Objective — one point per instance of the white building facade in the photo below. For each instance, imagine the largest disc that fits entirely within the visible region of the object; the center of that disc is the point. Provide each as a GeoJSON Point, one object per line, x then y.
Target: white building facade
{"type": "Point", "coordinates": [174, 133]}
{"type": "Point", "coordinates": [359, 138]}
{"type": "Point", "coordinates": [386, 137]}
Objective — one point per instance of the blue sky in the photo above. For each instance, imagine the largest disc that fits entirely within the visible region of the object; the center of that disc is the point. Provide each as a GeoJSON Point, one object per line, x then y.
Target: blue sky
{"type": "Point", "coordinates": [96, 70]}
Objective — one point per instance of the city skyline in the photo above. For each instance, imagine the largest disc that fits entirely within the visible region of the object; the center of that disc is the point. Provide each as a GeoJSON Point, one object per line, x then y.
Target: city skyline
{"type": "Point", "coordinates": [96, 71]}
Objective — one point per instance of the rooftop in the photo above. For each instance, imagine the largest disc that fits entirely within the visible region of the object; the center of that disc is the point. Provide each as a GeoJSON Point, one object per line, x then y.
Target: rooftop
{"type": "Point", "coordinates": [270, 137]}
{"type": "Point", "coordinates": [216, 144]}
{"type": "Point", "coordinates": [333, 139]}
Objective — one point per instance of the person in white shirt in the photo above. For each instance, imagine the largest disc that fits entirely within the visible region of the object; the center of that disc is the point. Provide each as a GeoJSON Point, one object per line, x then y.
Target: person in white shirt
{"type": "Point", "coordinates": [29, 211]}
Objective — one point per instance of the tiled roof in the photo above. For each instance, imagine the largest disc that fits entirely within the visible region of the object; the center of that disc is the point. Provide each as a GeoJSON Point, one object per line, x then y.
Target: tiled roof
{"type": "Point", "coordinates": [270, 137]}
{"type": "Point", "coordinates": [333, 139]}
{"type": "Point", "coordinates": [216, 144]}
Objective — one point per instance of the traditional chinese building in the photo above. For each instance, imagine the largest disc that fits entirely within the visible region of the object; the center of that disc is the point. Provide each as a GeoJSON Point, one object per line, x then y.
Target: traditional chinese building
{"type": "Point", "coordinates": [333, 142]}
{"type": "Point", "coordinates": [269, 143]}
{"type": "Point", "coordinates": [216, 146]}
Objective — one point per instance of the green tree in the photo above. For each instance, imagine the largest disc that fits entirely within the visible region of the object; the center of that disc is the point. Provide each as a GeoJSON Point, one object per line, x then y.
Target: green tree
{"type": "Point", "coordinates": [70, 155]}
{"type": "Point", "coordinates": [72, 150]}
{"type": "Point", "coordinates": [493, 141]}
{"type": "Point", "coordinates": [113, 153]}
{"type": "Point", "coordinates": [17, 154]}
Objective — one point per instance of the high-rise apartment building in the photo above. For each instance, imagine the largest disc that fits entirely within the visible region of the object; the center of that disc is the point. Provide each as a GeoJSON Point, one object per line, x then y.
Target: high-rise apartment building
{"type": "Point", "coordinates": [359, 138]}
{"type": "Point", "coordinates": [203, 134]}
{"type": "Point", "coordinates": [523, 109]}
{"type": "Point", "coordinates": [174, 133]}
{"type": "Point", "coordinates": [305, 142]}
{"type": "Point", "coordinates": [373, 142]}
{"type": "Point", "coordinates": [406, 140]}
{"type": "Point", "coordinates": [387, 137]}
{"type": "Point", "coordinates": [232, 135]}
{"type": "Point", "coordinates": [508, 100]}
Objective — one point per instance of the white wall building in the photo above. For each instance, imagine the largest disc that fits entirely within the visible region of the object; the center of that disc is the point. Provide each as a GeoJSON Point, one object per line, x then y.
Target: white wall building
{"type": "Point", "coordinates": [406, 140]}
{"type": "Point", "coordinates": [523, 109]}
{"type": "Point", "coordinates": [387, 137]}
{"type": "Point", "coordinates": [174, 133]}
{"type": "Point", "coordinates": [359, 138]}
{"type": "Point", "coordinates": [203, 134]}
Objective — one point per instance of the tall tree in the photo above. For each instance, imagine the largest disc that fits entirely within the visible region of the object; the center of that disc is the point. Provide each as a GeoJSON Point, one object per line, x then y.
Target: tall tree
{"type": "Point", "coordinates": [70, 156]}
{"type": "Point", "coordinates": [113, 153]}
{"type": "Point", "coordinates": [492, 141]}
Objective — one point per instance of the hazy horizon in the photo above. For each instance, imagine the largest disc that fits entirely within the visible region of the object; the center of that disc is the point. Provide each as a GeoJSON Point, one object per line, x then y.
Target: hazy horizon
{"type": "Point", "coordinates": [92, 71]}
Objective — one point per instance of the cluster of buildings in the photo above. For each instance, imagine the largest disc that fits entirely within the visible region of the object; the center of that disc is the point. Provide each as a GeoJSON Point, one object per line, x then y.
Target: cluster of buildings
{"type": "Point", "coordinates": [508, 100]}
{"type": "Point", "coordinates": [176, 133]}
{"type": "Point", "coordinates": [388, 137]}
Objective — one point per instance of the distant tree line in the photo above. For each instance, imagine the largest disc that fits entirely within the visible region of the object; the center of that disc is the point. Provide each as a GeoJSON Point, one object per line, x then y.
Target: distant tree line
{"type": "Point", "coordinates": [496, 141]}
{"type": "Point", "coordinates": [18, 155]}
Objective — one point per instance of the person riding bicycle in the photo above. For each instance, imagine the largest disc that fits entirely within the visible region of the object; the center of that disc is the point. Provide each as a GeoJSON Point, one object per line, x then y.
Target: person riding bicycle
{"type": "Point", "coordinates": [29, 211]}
______
▶ **EXERCISE AIM**: Reproduce verbatim the lines of the records from the line containing "Objective — one point per instance of the hazy" through the end of the records, including both of those lines.

▶ **CORRECT RESULT**:
Objective — one point per instance of the hazy horizon in the photo above. For each instance, imagine the largest disc that fits entirely within the visible region of the object; the center of that disc is the point. Provide each as a GeoJSON Point, one object per line, x then y.
Target: hazy horizon
{"type": "Point", "coordinates": [92, 71]}
Objective — one point per instance of the cluster of buildings in the photo above. For each instance, imagine the largest disc that fits entirely within the visible region of the object; the center of that disc is the point. Provide each as a GeoJSON Point, one object per line, x then y.
Target: cluster of buildings
{"type": "Point", "coordinates": [508, 100]}
{"type": "Point", "coordinates": [176, 133]}
{"type": "Point", "coordinates": [388, 137]}
Objective — one point per instance of the distant tree line in the photo above. For each instance, imagine the largest disc that fits entirely within the visible region of the object; the center of that disc is the point. Provide each as a GeoJSON Point, one object per line, x then y.
Target: distant tree line
{"type": "Point", "coordinates": [496, 141]}
{"type": "Point", "coordinates": [18, 155]}
Objective — one point per instance of the person riding bicycle in the photo above. For each instance, imagine the largest disc that fits entirely within the visible region of the object; the center of that disc is the point. Provide each as a GeoJSON Point, one object per line, x then y.
Target: person riding bicycle
{"type": "Point", "coordinates": [29, 211]}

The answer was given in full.